Lines that include the word "cascading" should be copied from the listing that follows.
**** DATA EXCERPTS
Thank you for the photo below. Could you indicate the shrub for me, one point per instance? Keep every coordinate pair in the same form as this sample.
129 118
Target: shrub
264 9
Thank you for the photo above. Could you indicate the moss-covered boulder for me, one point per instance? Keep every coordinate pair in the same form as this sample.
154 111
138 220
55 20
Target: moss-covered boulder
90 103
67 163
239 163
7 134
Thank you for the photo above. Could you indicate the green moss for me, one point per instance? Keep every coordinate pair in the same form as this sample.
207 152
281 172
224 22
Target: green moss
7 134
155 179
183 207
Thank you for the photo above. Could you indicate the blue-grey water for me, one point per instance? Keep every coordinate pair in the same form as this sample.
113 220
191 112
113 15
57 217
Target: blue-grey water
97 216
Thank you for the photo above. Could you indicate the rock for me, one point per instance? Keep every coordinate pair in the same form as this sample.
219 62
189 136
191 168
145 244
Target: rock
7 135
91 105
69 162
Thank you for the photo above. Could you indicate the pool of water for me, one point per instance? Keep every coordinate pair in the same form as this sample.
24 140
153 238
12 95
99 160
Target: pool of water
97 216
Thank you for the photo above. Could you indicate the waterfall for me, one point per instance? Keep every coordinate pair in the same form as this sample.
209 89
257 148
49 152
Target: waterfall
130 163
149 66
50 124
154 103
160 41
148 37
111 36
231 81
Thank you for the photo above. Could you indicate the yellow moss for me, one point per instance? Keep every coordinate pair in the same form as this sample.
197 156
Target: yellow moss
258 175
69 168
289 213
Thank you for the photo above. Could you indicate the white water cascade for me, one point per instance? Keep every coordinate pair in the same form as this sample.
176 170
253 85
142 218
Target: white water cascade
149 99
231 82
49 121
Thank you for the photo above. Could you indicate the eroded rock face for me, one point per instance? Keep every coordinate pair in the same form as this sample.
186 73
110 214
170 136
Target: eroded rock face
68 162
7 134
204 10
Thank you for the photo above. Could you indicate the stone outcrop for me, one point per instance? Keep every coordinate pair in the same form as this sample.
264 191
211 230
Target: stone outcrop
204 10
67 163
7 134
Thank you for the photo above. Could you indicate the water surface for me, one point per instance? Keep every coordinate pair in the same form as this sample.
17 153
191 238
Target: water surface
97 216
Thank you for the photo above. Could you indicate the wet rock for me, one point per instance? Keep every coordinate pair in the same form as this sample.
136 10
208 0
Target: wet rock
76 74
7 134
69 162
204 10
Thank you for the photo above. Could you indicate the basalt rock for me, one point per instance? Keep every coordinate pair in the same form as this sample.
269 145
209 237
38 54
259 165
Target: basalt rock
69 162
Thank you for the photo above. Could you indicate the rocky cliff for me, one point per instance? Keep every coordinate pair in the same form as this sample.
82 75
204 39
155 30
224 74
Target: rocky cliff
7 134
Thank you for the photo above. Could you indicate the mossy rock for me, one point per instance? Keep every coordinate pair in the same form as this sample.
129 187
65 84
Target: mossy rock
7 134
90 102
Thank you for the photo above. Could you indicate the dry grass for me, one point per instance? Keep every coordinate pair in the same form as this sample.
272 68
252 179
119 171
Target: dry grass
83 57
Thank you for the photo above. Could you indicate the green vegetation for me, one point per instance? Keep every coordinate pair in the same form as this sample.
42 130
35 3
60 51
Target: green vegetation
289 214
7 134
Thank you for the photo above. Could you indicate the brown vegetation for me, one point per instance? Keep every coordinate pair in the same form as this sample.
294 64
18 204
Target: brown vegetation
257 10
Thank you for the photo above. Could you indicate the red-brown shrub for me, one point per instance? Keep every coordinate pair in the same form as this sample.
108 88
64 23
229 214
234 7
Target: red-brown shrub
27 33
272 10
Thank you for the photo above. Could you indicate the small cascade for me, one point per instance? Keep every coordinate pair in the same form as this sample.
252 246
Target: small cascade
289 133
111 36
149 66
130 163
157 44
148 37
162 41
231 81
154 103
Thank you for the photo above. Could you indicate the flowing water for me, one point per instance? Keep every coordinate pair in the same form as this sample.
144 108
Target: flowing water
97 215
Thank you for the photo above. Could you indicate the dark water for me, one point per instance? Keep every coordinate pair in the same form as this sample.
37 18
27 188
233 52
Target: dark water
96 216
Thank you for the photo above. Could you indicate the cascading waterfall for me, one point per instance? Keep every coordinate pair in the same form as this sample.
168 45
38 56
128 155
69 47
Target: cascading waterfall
********
FINISHED TASK:
Thank you for the photo above. Could you indicate the cascading waterfall for me, one point per instance? Keep every coordinate pair in the same form as this sample.
Target: cascading waterfall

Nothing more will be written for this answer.